» What you have to do
The lines from the start of the data through the line containing "Target: white sedan" are to be reproduced exactly, both ends included.

● ● ● ● ●

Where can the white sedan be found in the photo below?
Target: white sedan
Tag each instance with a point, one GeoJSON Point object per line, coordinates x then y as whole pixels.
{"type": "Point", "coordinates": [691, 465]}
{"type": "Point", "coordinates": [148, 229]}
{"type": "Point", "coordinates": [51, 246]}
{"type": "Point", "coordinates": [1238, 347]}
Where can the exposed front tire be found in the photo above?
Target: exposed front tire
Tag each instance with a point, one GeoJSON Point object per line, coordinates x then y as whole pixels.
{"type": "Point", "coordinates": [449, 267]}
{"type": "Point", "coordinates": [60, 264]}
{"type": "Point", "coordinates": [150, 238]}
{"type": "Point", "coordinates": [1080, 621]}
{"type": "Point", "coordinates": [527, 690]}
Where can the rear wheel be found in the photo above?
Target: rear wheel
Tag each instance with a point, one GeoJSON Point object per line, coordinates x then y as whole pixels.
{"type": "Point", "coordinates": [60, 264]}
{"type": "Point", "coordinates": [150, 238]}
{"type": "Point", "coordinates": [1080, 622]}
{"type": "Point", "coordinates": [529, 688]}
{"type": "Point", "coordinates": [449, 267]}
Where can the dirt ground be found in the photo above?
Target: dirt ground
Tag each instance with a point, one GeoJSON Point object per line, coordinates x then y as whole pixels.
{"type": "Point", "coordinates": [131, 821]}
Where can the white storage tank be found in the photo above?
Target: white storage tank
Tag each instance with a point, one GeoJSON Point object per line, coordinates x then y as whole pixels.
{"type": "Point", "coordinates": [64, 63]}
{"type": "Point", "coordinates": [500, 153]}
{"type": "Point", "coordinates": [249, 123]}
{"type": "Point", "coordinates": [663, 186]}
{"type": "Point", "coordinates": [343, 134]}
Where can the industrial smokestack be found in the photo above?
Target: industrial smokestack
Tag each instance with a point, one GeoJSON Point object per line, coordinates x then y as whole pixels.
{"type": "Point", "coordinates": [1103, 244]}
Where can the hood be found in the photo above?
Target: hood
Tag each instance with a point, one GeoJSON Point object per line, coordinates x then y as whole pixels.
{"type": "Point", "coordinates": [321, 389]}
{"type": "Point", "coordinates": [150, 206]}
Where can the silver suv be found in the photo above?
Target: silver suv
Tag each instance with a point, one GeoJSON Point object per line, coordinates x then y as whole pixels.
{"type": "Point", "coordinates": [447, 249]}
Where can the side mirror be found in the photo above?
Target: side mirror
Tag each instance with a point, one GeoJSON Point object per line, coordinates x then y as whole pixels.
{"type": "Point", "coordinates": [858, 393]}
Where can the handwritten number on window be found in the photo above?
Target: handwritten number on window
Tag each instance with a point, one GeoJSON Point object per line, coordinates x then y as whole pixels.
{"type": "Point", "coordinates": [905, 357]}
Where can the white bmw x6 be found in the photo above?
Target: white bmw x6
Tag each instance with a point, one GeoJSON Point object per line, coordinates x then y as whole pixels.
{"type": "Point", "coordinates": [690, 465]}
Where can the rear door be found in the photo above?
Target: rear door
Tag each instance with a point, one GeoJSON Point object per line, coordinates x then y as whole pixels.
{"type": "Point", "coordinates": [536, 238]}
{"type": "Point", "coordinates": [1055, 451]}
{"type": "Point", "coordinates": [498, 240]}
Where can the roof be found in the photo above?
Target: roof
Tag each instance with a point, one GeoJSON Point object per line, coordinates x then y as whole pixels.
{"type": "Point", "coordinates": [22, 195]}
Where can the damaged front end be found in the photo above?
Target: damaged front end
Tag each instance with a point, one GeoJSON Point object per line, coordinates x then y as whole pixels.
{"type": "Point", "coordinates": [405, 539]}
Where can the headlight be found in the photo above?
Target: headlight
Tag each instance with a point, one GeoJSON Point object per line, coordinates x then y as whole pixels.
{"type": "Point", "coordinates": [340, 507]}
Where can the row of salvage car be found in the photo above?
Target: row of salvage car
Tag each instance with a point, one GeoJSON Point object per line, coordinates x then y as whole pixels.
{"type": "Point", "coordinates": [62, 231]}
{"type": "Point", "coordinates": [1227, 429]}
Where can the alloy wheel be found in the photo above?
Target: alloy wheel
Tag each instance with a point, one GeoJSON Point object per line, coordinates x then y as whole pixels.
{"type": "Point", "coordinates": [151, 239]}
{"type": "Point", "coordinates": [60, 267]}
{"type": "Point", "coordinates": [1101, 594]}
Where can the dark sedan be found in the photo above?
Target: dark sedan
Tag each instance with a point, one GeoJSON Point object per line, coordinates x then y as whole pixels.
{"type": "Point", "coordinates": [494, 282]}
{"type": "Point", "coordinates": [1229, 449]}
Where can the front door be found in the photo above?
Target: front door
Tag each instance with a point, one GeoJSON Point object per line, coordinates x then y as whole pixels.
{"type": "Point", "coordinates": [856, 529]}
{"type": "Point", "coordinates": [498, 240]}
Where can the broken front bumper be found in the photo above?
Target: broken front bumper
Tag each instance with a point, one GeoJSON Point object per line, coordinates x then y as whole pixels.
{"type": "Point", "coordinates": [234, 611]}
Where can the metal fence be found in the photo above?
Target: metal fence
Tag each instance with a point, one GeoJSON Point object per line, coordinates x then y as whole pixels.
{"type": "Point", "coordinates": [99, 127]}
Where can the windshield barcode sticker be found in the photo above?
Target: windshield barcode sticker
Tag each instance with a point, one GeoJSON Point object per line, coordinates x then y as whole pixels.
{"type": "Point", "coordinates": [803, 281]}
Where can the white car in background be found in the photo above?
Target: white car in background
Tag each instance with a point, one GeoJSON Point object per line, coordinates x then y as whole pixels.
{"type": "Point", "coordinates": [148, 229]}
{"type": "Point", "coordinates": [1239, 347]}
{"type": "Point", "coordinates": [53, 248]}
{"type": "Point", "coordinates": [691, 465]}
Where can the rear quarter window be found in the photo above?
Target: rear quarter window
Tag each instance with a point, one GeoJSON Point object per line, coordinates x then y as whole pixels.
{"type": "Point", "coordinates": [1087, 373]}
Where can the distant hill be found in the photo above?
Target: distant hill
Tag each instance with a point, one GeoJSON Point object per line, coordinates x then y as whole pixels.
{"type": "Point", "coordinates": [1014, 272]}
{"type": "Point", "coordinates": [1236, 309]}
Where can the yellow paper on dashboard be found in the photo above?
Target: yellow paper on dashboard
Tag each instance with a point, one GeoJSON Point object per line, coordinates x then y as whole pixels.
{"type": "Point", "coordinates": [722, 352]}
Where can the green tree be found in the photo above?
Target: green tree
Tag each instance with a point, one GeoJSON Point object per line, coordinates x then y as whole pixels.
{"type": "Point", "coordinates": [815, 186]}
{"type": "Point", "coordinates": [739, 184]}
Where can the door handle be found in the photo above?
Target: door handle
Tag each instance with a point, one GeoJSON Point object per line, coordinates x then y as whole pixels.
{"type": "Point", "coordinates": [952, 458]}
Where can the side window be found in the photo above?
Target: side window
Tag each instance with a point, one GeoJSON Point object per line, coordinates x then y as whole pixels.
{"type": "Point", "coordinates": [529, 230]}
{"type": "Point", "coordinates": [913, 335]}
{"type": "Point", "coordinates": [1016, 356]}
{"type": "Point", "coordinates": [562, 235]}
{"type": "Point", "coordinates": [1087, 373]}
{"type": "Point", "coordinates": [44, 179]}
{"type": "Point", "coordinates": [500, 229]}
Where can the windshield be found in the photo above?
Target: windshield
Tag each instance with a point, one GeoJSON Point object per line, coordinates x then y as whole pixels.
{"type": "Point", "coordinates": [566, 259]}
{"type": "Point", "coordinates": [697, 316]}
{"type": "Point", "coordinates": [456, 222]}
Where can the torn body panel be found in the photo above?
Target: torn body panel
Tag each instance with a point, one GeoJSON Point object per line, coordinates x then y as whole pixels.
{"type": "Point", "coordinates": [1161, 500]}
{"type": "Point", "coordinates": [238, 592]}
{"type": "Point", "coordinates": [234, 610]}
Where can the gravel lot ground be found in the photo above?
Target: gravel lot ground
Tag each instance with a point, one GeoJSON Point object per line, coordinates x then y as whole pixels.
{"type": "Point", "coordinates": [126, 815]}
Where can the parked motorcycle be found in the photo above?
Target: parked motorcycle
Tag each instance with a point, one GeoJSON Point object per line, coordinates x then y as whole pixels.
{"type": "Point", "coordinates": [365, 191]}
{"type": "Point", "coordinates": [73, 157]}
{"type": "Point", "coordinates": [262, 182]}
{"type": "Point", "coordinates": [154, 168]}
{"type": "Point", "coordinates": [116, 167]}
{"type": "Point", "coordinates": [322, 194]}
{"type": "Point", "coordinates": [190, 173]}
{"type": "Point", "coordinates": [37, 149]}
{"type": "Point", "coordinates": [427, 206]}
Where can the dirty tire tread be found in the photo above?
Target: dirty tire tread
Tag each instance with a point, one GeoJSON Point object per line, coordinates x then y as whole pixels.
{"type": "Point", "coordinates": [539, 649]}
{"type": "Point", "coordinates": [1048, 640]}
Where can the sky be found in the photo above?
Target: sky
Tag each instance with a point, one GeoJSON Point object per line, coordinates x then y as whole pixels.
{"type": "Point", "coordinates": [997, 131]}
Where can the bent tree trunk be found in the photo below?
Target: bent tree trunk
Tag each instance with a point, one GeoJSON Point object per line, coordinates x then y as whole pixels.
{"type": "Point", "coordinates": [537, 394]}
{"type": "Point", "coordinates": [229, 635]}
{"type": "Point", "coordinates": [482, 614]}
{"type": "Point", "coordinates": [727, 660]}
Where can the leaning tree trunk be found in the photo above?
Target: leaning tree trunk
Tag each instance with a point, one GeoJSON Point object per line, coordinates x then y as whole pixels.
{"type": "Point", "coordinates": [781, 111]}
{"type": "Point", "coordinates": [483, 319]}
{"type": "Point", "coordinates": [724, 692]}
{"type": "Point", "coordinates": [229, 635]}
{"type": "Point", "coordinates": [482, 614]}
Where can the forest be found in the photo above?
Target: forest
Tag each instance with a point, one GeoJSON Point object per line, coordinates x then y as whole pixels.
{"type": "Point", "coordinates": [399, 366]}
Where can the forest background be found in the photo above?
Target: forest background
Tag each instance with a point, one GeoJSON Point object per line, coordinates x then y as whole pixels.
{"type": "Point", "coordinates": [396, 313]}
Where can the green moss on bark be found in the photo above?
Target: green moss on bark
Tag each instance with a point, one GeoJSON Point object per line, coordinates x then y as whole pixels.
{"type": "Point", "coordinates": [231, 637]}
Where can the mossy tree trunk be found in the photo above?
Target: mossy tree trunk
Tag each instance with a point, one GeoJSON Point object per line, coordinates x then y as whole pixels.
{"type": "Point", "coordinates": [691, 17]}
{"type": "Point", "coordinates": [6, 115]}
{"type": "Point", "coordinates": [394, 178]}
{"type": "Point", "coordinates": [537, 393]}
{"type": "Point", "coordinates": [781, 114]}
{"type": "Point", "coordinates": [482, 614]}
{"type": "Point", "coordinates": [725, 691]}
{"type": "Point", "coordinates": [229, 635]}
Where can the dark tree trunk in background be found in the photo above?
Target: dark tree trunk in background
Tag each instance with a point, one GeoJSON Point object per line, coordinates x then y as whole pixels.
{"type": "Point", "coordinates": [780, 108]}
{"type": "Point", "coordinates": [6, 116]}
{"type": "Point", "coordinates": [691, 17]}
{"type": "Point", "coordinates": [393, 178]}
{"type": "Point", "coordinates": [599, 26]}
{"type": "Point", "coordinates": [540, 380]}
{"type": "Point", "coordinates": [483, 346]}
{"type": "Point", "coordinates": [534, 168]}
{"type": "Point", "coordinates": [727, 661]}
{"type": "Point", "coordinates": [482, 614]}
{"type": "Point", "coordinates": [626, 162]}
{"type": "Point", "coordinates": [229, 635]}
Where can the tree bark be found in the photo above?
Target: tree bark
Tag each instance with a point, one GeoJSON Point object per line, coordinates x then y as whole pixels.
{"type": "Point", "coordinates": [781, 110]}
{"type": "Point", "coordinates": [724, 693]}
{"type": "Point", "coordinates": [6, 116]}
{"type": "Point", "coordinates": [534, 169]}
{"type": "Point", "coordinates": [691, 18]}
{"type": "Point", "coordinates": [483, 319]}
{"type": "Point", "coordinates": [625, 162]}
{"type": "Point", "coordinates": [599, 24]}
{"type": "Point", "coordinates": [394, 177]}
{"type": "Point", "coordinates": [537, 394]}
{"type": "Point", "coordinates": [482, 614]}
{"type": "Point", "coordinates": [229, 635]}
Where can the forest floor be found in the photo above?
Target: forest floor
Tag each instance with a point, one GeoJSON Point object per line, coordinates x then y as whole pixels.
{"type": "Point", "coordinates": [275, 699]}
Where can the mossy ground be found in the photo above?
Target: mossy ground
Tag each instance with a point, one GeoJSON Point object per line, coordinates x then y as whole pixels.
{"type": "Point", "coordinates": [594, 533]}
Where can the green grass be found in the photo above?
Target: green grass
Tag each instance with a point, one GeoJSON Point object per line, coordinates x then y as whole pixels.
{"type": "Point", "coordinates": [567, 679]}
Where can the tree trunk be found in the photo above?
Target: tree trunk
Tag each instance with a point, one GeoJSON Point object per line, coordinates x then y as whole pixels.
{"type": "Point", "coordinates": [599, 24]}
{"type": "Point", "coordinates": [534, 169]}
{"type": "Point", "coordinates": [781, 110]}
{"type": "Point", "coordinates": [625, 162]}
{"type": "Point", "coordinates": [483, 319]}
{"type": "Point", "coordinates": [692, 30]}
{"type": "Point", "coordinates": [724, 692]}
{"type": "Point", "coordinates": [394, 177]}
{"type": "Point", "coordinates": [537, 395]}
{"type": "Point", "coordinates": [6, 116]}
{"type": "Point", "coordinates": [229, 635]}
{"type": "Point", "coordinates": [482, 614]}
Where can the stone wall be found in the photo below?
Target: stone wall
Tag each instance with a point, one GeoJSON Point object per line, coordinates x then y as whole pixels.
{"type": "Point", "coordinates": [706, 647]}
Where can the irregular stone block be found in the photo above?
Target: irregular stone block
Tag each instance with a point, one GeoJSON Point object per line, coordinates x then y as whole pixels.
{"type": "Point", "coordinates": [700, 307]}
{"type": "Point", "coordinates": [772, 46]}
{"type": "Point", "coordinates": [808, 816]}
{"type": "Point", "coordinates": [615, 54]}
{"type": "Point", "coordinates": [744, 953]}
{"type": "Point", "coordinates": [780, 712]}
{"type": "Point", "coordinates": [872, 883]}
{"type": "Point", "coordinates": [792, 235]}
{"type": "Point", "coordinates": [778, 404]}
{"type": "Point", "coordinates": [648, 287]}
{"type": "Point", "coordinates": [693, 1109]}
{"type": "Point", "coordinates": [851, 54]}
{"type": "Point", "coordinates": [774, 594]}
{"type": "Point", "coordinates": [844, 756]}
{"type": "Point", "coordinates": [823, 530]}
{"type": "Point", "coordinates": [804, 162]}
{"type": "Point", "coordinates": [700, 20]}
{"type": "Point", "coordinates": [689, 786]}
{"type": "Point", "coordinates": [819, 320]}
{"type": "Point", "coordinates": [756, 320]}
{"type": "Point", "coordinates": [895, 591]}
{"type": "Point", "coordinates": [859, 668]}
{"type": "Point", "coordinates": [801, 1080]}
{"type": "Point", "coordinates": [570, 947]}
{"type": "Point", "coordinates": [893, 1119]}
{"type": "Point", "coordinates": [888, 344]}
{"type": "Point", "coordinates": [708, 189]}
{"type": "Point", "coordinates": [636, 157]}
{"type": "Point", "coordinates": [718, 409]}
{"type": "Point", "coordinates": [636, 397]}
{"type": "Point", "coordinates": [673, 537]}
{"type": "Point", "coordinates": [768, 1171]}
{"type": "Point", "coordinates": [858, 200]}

● ● ● ● ●

» Your response
Where can the white sedan be found in the photo below?
Target: white sedan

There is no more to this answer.